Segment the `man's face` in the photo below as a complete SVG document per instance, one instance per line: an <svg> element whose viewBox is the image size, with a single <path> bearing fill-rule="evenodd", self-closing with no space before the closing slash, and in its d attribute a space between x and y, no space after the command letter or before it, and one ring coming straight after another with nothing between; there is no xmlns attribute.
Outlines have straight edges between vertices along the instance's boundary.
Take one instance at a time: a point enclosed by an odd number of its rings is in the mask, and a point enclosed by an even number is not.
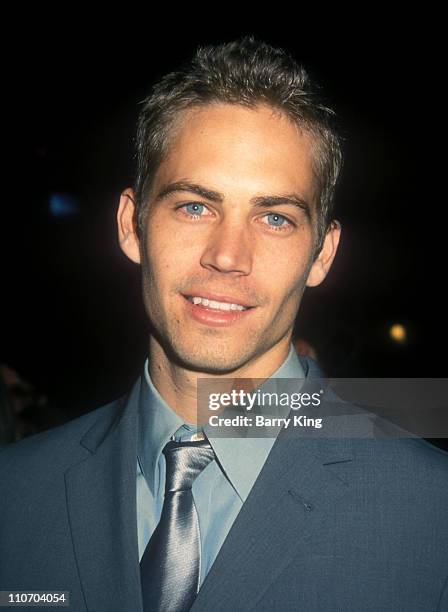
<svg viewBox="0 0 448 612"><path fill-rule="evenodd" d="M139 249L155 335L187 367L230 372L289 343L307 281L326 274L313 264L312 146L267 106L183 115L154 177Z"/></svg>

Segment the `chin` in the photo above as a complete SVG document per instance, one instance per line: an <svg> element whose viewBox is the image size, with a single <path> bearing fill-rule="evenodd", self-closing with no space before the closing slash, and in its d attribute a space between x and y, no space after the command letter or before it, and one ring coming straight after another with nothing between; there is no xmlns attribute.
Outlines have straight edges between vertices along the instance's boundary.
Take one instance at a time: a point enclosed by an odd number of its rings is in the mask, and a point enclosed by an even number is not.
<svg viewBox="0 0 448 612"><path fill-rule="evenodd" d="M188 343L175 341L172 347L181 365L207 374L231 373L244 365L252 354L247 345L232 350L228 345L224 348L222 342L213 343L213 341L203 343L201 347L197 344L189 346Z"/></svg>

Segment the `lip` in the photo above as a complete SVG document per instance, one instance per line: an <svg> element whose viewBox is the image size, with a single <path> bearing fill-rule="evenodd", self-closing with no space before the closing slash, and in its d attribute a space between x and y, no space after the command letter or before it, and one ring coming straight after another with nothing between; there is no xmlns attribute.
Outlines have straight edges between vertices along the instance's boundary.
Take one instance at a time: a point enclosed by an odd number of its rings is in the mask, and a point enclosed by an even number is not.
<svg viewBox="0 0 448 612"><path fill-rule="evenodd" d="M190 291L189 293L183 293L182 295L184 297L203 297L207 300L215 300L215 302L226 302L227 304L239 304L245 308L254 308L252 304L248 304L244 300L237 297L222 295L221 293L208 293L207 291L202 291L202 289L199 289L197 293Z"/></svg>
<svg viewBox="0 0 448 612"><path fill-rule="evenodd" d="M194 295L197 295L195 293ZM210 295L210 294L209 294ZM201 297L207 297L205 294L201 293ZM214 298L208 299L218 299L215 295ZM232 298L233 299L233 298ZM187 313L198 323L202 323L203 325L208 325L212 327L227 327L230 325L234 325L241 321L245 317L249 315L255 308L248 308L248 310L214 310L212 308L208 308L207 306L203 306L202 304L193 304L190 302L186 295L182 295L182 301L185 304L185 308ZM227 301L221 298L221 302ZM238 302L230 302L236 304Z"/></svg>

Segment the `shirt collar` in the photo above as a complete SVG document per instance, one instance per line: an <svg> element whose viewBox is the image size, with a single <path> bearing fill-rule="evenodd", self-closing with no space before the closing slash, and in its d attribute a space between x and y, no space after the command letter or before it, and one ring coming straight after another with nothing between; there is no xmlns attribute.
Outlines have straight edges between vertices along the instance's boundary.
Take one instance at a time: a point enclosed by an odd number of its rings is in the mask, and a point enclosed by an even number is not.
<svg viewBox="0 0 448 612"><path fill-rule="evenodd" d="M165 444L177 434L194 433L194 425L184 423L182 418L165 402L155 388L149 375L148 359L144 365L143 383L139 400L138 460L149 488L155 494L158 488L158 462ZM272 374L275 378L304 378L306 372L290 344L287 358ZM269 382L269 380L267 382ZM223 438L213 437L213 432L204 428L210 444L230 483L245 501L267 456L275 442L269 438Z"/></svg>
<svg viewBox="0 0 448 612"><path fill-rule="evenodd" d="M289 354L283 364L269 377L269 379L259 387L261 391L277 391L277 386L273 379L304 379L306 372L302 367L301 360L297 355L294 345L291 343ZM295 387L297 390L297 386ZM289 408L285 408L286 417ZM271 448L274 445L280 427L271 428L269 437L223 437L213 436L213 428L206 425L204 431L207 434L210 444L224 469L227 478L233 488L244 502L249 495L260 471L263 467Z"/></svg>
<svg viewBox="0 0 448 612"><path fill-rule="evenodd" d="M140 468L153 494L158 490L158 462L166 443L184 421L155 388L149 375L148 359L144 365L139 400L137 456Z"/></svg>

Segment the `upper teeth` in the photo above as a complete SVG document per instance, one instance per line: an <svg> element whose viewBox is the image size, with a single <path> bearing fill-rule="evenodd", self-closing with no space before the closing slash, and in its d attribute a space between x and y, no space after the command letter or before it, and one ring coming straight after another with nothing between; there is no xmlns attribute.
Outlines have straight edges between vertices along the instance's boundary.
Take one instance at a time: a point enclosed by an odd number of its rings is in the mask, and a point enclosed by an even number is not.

▸ What you are asked to do: Once the pictures are set aside, repeat each entry exactly as it stands.

▸ Solution:
Segment the `man's face` in the photo below as a complete SVG document per instance, one instance per line: an <svg> element whose viewBox is the image size, with a single <path> bearing fill-rule="evenodd", self-closing with no space before the closing slash, and in its d attribute a space between x and y, no space after the command letter or before it, and one ring coming straight after another with nothing between; there is no xmlns attribute.
Outlines have straight edges between vertices along the instance's boundary.
Take one instance at a time: a point enclosed by an odd number of its rings is in the mask, and a point enclosed by an even number is not.
<svg viewBox="0 0 448 612"><path fill-rule="evenodd" d="M139 249L155 335L187 367L230 372L289 343L307 281L326 274L313 264L312 146L267 106L183 115L154 177Z"/></svg>

Segment the `chin` in the photo above as a complete SVG document per instance, one instance per line: an <svg> element whose viewBox is the image size, with a single <path> bearing fill-rule="evenodd", self-closing with no space before the closing slash, and in its d attribute a space between x and y, no space after the command letter or before it, and one ring coming straight after another with nothing between; there is no xmlns attribute.
Outlines have straight edges between vertices along the instance's boundary.
Take one instance at a time: a point enclosed by an odd number of its rings is in the mask, and a point enclosed by an even number is not.
<svg viewBox="0 0 448 612"><path fill-rule="evenodd" d="M188 343L175 341L172 347L181 365L207 374L231 373L244 365L252 354L247 345L232 350L228 345L224 348L222 342L213 343L213 341L203 343L201 347L197 344L189 346Z"/></svg>

Segment the `lip` in the photo above as a complete SVG document per instance, one instance per line: an <svg> element whose viewBox is the image size, with a single <path> bearing fill-rule="evenodd", self-closing with no space before the closing slash, and in its d attribute a space between x and y, no space after the command letter or before it, and one ring coming straight after another with nothing between; there is no xmlns attribute.
Outlines have straight edges between vertices along the instance's boundary.
Take one instance at a time: a point enclosed by an odd number of its rings is in the mask, and a point enclosed by an even number is not.
<svg viewBox="0 0 448 612"><path fill-rule="evenodd" d="M190 291L189 293L183 293L182 295L184 297L203 297L207 300L215 300L215 302L226 302L227 304L239 304L245 308L254 308L252 304L248 304L244 300L237 297L222 295L221 293L208 293L207 291L202 291L202 289L199 289L197 293Z"/></svg>
<svg viewBox="0 0 448 612"><path fill-rule="evenodd" d="M194 295L197 295L195 293ZM210 295L210 294L209 294ZM201 297L207 297L205 294L201 293ZM214 298L208 299L218 299L215 295ZM232 298L233 299L233 298ZM187 313L198 323L202 323L203 325L208 325L212 327L227 327L230 325L234 325L241 321L245 317L249 315L255 308L248 308L248 310L214 310L212 308L208 308L207 306L203 306L202 304L193 304L190 302L186 295L182 295L182 301L185 304L185 308ZM227 301L221 298L221 302ZM238 302L230 302L236 304Z"/></svg>

Segment the `shirt collar` in the photo above as a complete SVG document per instance, one instance per line: an <svg> element whose viewBox is the image size, with a single <path> bearing fill-rule="evenodd", self-closing with no space before the closing slash, and in its d attribute a space between x and y, no space after the command letter or before it, and one ring coming straight after another with nothing between; there is no xmlns attribute.
Outlines have straight edges between vertices along the instance's boundary.
Take one instance at a time: a point enclosed by an odd number of its rings is in the mask, and a point enclosed by an even number is not.
<svg viewBox="0 0 448 612"><path fill-rule="evenodd" d="M165 444L177 434L194 433L194 425L184 423L182 418L165 402L155 388L149 375L148 359L144 365L143 383L139 400L138 460L149 488L155 494L158 488L158 462ZM272 374L275 378L304 378L306 372L290 344L287 358ZM269 382L269 380L267 382ZM223 438L213 437L213 432L204 428L210 444L230 483L245 501L267 456L275 442L269 438Z"/></svg>
<svg viewBox="0 0 448 612"><path fill-rule="evenodd" d="M289 354L283 364L269 377L269 379L259 387L261 391L277 391L277 386L273 379L304 379L306 372L302 367L301 360L297 355L294 345L291 343ZM295 387L297 390L297 386ZM289 408L285 408L286 417ZM271 448L274 445L280 427L271 428L269 437L223 437L213 436L213 428L206 425L204 431L207 434L210 444L224 469L227 478L233 488L244 502L249 495L260 471L263 467Z"/></svg>
<svg viewBox="0 0 448 612"><path fill-rule="evenodd" d="M140 468L153 494L158 490L158 462L166 443L184 421L155 388L149 375L148 359L144 365L139 400L137 456Z"/></svg>

Segment the `upper teeth` in the photo above as a complete SVG document per instance, one instance per line: an <svg> element whose viewBox is the image size, with a single <path> bearing fill-rule="evenodd", self-closing with no space before the closing slash, and in its d attribute a space between x and y, no space after the command letter or before it, and one ring coming straight after another with nothing between; there is no xmlns attribute.
Outlines have straight edges between vertices along the instance's boundary.
Take one instance at a time: a point enclosed by an odd number of its rings is in the mask, and a point enclosed by an even number is not.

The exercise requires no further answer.